__Exercise requirements__
Set out all the lines below as a numbered list, leaving out any blank lines.

__Data excerpts__
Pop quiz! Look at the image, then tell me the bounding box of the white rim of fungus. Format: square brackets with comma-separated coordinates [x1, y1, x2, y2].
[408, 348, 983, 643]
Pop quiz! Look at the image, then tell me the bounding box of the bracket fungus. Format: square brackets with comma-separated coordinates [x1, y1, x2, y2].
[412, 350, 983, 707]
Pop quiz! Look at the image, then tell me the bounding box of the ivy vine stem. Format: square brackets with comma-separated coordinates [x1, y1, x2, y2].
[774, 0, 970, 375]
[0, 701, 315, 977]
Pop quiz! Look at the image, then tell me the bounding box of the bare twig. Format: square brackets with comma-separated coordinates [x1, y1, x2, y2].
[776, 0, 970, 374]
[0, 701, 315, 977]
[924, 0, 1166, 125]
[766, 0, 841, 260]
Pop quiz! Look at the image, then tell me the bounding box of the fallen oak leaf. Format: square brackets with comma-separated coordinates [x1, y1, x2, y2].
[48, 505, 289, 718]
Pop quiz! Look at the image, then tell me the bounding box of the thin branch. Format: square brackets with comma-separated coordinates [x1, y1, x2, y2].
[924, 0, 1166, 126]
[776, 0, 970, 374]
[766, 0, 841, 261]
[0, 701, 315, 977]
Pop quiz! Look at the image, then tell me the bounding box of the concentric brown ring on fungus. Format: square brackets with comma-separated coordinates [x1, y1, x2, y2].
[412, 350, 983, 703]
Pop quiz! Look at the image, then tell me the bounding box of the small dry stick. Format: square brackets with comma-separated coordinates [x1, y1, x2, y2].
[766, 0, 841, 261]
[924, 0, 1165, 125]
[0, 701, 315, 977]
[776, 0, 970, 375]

__Task output__
1. Pop quiz! Look at the image, then tell me the bounding box of the white rim of fungus. Format: square brackets with comma-separated coordinates [x1, y1, x2, y2].
2. [408, 348, 983, 643]
3. Pop quiz! Look at the image, then tell me the bounding box of the bracket fungus. Format: square brackets with comma-separated coordinates [x1, y1, x2, y2].
4. [412, 350, 983, 707]
5. Pop quiz! Look at the image, then tell me the bounding box of the ivy vine stem. Format: square brackets with comma-separated coordinates [x1, y1, x2, y2].
6. [774, 0, 970, 375]
7. [0, 701, 315, 977]
8. Pop quiz! Look at the image, then tell me the bounding box of the bare twig. Format: square brackets with comma-separated coordinates [x1, y1, x2, y2].
9. [776, 0, 970, 374]
10. [0, 701, 315, 977]
11. [924, 0, 1166, 125]
12. [766, 0, 841, 260]
13. Pop quiz! Look at the image, then tell me the bounding box of the fallen oak leaf. Format: square brackets with comma-separated coordinates [x1, y1, x2, y2].
14. [48, 505, 289, 718]
15. Pop quiz! Look at the image, then tell me the bounding box of the thin branch. Format: square brackets with comma-separated coordinates [x1, y1, x2, y2].
16. [924, 0, 1166, 126]
17. [776, 0, 970, 374]
18. [766, 0, 841, 261]
19. [0, 701, 315, 977]
20. Pop quiz! Look at the image, then tell me the bounding box of the concentric brown ring on fungus. Format: square brackets with comma-separated coordinates [x1, y1, x2, y2].
21. [412, 350, 983, 703]
22. Pop quiz! Look at the image, then tell me the bounding box of the small dry stick. Format: square brackets with comma-separated coordinates [x1, y1, x2, y2].
23. [766, 0, 841, 261]
24. [924, 0, 1165, 125]
25. [0, 701, 315, 977]
26. [776, 0, 970, 375]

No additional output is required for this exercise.